Go through the data and tally the lines that hold the string "instance". Reply with the total alone.

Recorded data

BEGIN

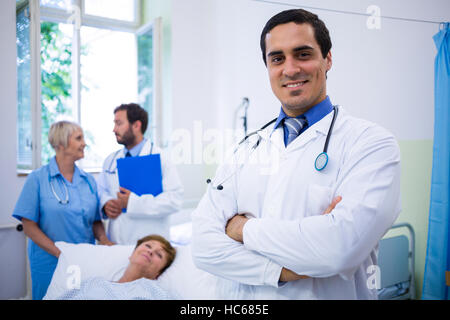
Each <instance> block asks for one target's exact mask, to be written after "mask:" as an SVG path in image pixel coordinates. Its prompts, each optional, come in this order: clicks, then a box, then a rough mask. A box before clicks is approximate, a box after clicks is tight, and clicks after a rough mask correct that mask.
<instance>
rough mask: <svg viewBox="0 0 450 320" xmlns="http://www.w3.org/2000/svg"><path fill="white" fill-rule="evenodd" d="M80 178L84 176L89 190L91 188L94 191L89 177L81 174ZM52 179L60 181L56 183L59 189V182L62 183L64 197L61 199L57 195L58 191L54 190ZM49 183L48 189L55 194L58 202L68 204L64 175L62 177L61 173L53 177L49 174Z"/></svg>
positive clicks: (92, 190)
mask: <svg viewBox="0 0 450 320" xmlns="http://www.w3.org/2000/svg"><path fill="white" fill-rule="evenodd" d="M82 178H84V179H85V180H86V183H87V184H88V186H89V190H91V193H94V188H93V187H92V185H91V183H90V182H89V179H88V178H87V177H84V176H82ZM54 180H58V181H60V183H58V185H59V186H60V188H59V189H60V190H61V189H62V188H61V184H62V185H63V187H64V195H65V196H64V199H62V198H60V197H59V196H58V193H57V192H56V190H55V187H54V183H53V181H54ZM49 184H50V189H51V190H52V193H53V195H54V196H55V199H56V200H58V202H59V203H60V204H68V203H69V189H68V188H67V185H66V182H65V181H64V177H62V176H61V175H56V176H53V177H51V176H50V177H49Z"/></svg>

END
BEGIN

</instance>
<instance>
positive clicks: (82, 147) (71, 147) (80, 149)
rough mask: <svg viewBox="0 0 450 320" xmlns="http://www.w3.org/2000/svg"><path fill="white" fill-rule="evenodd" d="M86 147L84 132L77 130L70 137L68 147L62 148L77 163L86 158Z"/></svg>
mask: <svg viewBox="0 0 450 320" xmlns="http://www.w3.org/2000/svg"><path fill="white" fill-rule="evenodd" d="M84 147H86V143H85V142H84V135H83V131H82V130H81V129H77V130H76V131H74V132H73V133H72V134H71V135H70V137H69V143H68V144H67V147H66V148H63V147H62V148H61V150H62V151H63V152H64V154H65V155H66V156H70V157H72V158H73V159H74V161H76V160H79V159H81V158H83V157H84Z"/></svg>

END

**Output for this task**
4